• **Provided text**
+++
# I Can't Turn Off the RPGNow Bookshelf



## jaerdaph (Nov 5, 2006)

Every time I try to get rid of the bookshelf in my profile, I get an error message and it won't go away. I was a little surprised it is on by default, as I had turned off the bookshelf option for the old store. 

The bookshelf isn't even accurate - it lists products I've never bought, and I can't access the ones I have bought directly from the bookshelf, so it's also useless in the bookshelf capacity.

Thanks for looking in to this.


----------



## Pinotage (Nov 7, 2006)

Trying to get rid of mine as well, but I can't seem to even see how to do it. Anybody want to fill me in on how I can remove the bookshelf feature?

Thanks.

Pinotage


----------



## jaerdaph (Nov 7, 2006)

Pinotage said:
			
		

> Trying to get rid of mine as well, but I can't seem to even see how to do it. Anybody want to fill me in on how I can remove the bookshelf feature?




Go to My Account -> My User Control Panel above and click. On the left hand side Control Panel of the page that comes up, select  Edit Options. There should be a Show Bookshelf Link check box third item down on the page. 

Trouble is, when I uncheck it, I get this:

_There seems to have been a slight problem with the EN World - Morrus' D&D / d20 News & Reviews Site database.
+++
• **Recorded information**
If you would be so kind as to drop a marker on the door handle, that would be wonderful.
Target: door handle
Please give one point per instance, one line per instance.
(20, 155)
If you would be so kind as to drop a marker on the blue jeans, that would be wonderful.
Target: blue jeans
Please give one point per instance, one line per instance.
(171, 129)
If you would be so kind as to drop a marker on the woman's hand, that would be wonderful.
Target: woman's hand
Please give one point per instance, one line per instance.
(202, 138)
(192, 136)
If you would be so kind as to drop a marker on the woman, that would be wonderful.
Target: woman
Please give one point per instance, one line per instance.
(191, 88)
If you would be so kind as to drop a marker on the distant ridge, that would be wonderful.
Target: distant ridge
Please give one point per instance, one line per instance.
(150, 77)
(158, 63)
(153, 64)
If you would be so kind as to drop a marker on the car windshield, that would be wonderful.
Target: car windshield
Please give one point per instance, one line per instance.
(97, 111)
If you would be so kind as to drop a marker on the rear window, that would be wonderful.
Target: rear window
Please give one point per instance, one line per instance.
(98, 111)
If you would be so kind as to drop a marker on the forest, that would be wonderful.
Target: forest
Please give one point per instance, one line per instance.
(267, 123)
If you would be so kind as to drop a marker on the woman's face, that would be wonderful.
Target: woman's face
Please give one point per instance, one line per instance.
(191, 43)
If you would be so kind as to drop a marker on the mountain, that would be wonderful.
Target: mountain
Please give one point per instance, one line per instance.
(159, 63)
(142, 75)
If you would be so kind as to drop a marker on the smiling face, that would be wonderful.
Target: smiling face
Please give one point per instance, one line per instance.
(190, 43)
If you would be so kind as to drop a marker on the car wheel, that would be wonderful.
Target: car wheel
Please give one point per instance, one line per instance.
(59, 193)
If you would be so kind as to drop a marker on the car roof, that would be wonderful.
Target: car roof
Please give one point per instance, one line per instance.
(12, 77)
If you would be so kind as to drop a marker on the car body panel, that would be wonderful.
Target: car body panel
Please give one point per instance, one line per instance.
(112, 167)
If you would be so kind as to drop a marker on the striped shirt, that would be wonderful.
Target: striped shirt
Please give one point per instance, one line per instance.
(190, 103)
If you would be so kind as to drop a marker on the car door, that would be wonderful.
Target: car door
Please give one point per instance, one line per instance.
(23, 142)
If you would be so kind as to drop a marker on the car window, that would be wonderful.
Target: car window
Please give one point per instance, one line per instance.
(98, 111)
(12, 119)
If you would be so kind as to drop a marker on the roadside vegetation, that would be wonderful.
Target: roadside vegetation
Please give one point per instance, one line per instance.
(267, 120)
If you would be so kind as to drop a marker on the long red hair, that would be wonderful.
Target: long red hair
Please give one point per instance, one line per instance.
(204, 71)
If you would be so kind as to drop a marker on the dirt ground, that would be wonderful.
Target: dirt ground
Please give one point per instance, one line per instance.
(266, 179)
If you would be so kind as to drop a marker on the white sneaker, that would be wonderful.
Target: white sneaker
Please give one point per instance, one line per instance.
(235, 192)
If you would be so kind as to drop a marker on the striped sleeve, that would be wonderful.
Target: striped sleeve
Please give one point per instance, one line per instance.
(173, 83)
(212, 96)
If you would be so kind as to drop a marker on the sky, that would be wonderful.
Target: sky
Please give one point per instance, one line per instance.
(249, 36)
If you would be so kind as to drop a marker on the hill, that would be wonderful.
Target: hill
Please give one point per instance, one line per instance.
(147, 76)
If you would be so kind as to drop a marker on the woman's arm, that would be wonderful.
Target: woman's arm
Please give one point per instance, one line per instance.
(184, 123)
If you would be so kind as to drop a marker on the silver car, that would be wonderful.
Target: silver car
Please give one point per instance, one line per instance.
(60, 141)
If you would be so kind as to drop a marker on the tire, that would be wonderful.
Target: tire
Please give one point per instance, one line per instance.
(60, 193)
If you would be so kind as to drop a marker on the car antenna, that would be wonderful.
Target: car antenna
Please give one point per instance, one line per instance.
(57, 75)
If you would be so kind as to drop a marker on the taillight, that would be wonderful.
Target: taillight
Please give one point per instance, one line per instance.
+++
• **What this exercise asks**
**A)** Reproduce everything in the bookshelf thread from "The bookshelf isn't" down to "the bookshelf capacity.".
**B)** In the bookshelf thread, which option on the left-hand Control Panel leads to the Show Bookshelf Link check box?

• **Expected responses**
**A)**
The bookshelf isn't even accurate - it lists products I've never bought, and I can't access the ones I have bought directly from the bookshelf, so it's also useless in the bookshelf capacity.

**B)** Edit Options